* SUPPLIED ENTRIES:
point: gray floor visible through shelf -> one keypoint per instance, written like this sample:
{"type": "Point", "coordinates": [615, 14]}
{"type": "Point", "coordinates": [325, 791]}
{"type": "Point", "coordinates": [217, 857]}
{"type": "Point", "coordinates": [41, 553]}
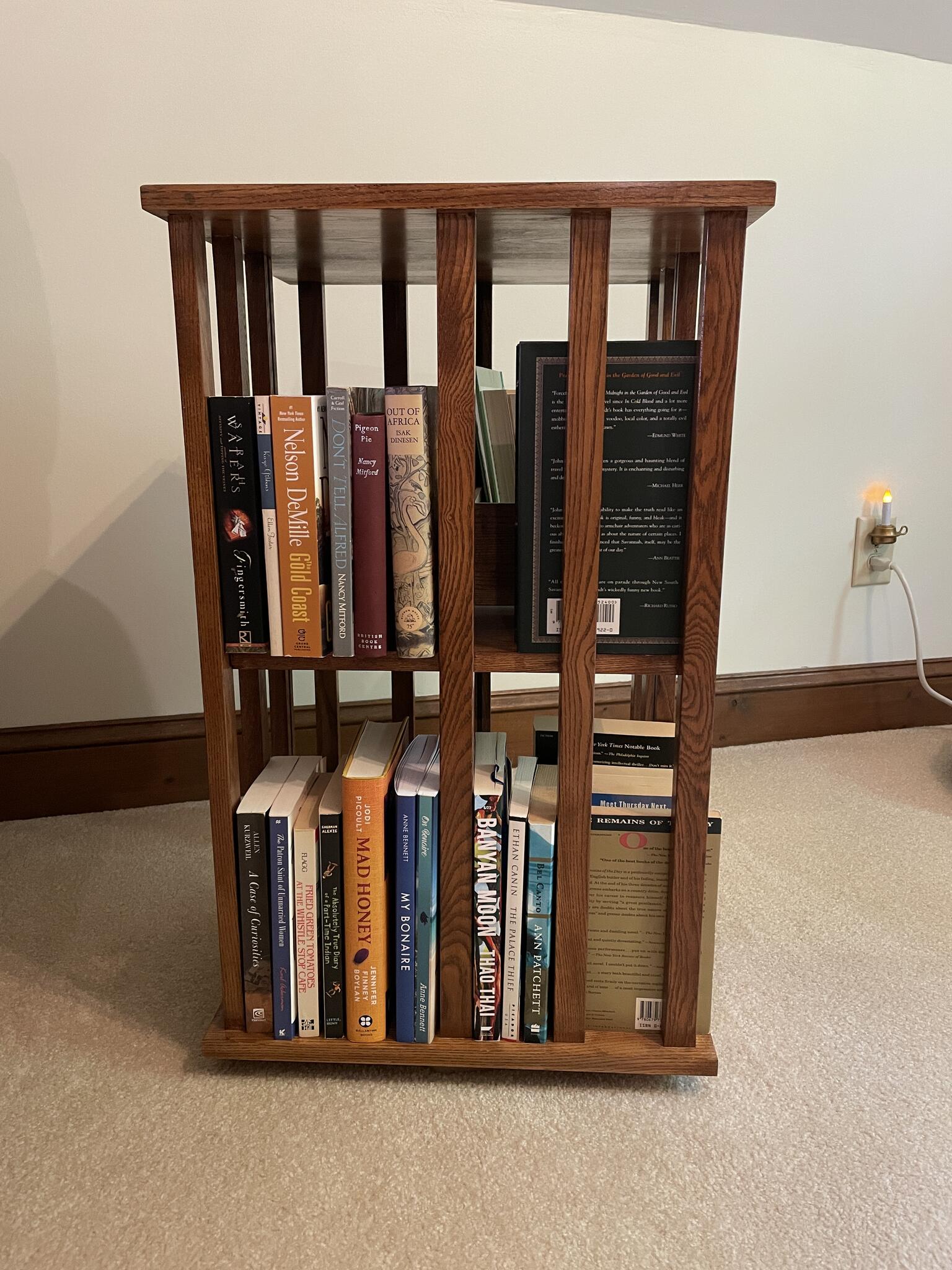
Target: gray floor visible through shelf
{"type": "Point", "coordinates": [827, 1141]}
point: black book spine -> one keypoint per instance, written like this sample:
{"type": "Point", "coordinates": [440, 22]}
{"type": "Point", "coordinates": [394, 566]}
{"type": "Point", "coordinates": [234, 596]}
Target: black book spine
{"type": "Point", "coordinates": [238, 512]}
{"type": "Point", "coordinates": [332, 928]}
{"type": "Point", "coordinates": [252, 840]}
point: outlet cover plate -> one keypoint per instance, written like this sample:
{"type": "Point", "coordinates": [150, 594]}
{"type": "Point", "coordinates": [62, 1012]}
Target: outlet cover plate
{"type": "Point", "coordinates": [863, 553]}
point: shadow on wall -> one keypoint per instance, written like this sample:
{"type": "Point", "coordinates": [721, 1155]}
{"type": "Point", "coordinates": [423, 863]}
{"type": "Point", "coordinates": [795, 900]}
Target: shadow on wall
{"type": "Point", "coordinates": [69, 657]}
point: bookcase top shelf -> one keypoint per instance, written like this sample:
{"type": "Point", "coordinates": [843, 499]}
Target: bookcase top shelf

* REQUIREMENT:
Copy the listing over exactly, skipping the pictures it holds.

* YOUR SOLUTION:
point: gray floor visible through shelf -> one keypoint per instance, written like this sample:
{"type": "Point", "coordinates": [615, 14]}
{"type": "Point", "coordinates": [325, 791]}
{"type": "Point", "coordinates": [217, 857]}
{"type": "Point", "coordinates": [41, 553]}
Target: gray floor visible through shelf
{"type": "Point", "coordinates": [827, 1141]}
point: black book spine -> one keypoint per instance, written like this sample:
{"type": "Point", "coordinates": [440, 22]}
{"type": "Point", "coordinates": [394, 566]}
{"type": "Point", "coordinates": [234, 596]}
Target: black book spine
{"type": "Point", "coordinates": [238, 512]}
{"type": "Point", "coordinates": [332, 928]}
{"type": "Point", "coordinates": [252, 840]}
point: outlet cover plate -> one keypoint per instance, written like this sample:
{"type": "Point", "coordinates": [150, 594]}
{"type": "Point", "coordinates": [62, 1012]}
Target: outlet cover plate
{"type": "Point", "coordinates": [863, 553]}
point: shadow on wall -> one keypoint per instance, written like this sample:
{"type": "Point", "coordinates": [721, 1155]}
{"type": "Point", "coordinates": [423, 863]}
{"type": "Point", "coordinates": [795, 900]}
Target: shadow on wall
{"type": "Point", "coordinates": [69, 657]}
point: bookcase top shelf -> one keypoint per instance, written like this sample:
{"type": "Point", "coordinates": [843, 499]}
Target: bookcase top shelf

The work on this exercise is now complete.